§ Directions for this task
Taking the data below line by line, count those that include the word "Find" and report the number alone.

Point localization data
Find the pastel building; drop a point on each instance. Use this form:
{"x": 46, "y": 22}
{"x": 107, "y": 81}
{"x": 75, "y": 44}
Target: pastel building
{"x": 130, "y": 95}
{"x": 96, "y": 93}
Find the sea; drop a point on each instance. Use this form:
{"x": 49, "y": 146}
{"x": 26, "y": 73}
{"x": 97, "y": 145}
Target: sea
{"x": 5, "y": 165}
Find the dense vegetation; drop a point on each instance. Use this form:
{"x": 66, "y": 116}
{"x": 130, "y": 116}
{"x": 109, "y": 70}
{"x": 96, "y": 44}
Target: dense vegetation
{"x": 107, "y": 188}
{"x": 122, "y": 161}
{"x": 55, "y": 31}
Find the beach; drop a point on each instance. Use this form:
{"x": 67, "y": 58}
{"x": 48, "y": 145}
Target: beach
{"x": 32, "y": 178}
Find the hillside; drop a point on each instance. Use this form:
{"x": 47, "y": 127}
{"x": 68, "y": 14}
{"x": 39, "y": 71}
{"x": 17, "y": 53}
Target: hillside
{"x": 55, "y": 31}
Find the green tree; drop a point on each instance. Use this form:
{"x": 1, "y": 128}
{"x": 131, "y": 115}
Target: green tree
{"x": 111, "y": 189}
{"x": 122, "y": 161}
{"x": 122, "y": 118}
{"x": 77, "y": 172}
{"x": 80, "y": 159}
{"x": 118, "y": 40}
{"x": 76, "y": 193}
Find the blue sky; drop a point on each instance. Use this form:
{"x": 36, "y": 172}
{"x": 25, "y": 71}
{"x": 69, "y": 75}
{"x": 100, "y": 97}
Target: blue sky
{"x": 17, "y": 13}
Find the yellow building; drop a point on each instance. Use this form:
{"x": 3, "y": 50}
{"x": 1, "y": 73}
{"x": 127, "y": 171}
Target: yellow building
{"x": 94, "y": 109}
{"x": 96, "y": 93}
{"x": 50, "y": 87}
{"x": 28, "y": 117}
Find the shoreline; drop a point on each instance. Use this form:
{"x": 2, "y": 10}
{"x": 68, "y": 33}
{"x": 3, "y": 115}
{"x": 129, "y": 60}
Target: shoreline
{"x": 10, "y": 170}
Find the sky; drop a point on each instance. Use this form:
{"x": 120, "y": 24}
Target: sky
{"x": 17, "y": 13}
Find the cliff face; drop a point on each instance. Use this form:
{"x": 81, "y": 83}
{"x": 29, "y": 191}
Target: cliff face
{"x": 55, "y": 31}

§ Solution to this task
11